## Begin PROVIDED PASSAGE

The Congregation was established in France on that day in 1837, when Blessed Rev. Basil Moreau, C.S.C., and six other priests of the diocese of Le Mans joined with 54 Brothers of St. Joseph, a religious community founded by Father Jacques Dujarie, the pastor of a rural parish in the diocese, to form a single community of priests and brothers. They were later joined by a community of sisters, the Marionites of Holy Cross.

Father Moreau’s community was named Congregatio a Sancta Cruce (Congregation of Holy Cross) after Sainte-Croix, a small town nearby Le Mans, which was its first home. That local name, “Holy Cross,” resonated deeply in the spirituality that animated the newly formed community and continues to be expressed in its paradoxical motto: “Spes Crux Unica” (The Cross, Our Only Hope).

The new community had its work cut for it in the Catholic parishes and parochial schools of a rural France still bruised and reeling from the Revolution, but Father Moreau soon sent missionaries overseas, to Algeria, Canada and Bengal. He also sent seven young members of the Congregation — six brothers and Rev. Edward Sorin, C.S.C. — to the Indiana frontier in the United States, where, in 1842, they founded the University of Notre Dame.

“Our mission of making God known, loved and served in our education, parish and mission settings is the same today as the day we were founded,” said Rev. David T. Tyson, provincial superior of the Congregation’s U.S. Province. “Serving God’s people in the 21st century and beyond means as ‘men with hope to bring’ that we remain committed as vowed religious to giving witness to God’s mission, forming His citizens and building His Kingdom.”

Today there are some 1,200 Holy Cross religious working in 16 countries and on five continents.

Headquartered in Notre Dame, Ind., the United States Province of the Congregation includes 500 priests, brothers and seminarians. In addition to their teaching and ministry at Notre Dame, the University of Portland, King’s College in Wilkes-Barre, Pa., and Stonehill College in Easton, Mass., they serve 13 Catholic parishes in the United States and two in Mexico.

Other Holy Cross ministries include André House in Phoenix and the Saint André Bessette Catholic Church in Portland, Ore., both of which serve the homeless and the working poor.

## End PROVIDED PASSAGE
## Begin INFORMATION SHOWN

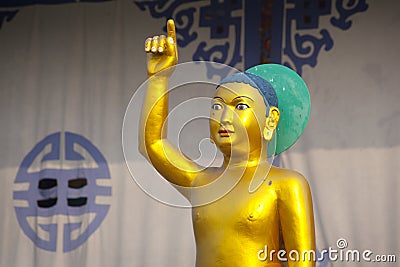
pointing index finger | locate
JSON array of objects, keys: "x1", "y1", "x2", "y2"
[{"x1": 167, "y1": 19, "x2": 176, "y2": 43}]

## End INFORMATION SHOWN

Rewrite the Holy Cross text from "The Congregation was" to "Our Only Hope).", changing "small town" to "village". Rely only on the text about the Congregation of Holy Cross.

The Congregation was established in France on that day in 1837, when Blessed Rev. Basil Moreau, C.S.C., and six other priests of the diocese of Le Mans joined with 54 Brothers of St. Joseph, a religious community founded by Father Jacques Dujarie, the pastor of a rural parish in the diocese, to form a single community of priests and brothers. They were later joined by a community of sisters, the Marionites of Holy Cross.

Father Moreau’s community was named Congregatio a Sancta Cruce (Congregation of Holy Cross) after Sainte-Croix, a village nearby Le Mans, which was its first home. That local name, “Holy Cross,” resonated deeply in the spirituality that animated the newly formed community and continues to be expressed in its paradoxical motto: “Spes Crux Unica” (The Cross, Our Only Hope).